Set task
Write out the passage of the gold tailings excerpt below between "Additional m etallurgical" and "the entire resource.", inclusive, keeping every word and mark unchanged.

Excerpt to read
=-=-=
The reasons for the conclusion include a very clear preference
expressed by interested debt funders and investors, for a single
standalone listed gold tailings focused entity that involves no
unincorporated joint venture interests.
Upon completion of the restructure , Katoro's interest in the BV
will be indirect through its equity holding in BV ListCo, with the
BV's immediate funding requirements met by the IPO Placing. Katoro
will have no future funding obligations with respect to the BV,
however in its discretion Katoro will remain free to support future
fundraising activities by BV ListCo. There will be no change in its
other project interests such as the Haneti nickel joint venture
(65%) in Tanzania.
About the Project
The Project is a gold tailings project in South Africa with an
NPV of c. GBP96 million (Note: the NPV value at the time of
entering into the BJV in January 2020, was c. USD 40 million) at a
discount rate of 7.9% and an IRR of 33% with a payback period of
two and a half years (see RNS of 04 May 2021).
The completed CPR reports that the Project contains a SAMREC
compliant resource of c.1.4Moz of Au at an average grade of 0.31g/t
Au. (RNS 15 Dec) of which c. 868 000 oz is in the measured and
indicated (M&I) category and 542 000 oz in the inferred
category with an "all-in" production cost of 861 US$/Gold oz.
Additional m etallurgical test work also confirmed historical
results and the recovery utilized in the CPR of 51% over LoM and
53.5% for the reserve (TSF 6 and 7).
The targeted initial production anticipates up to 500,000 tonnes
per month (tpm) of material from the tailings in the first phase
and after a 1-year production, a ramp-up phase with a projected
25-year Life-of-Mine (LoM) for the entire resource.
=-=-=
Available data
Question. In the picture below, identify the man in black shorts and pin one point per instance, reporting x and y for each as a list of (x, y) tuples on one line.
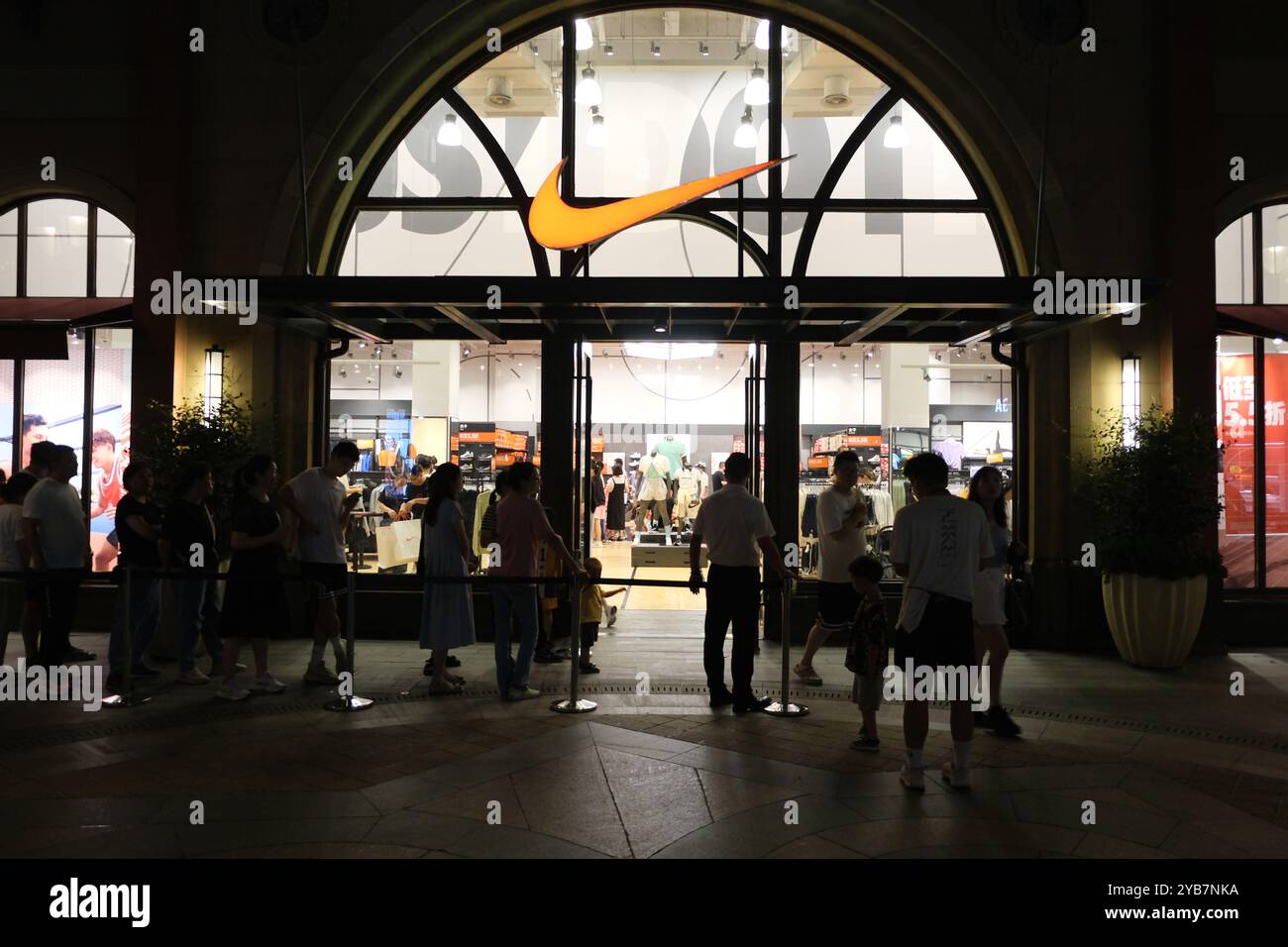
[(939, 544), (317, 499)]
=-=-=
Exercise response
Additional m etallurgical test work also confirmed historical
results and the recovery utilized in the CPR of 51% over LoM and
53.5% for the reserve (TSF 6 and 7).
The targeted initial production anticipates up to 500,000 tonnes
per month (tpm) of material from the tailings in the first phase
and after a 1-year production, a ramp-up phase with a projected
25-year Life-of-Mine (LoM) for the entire resource.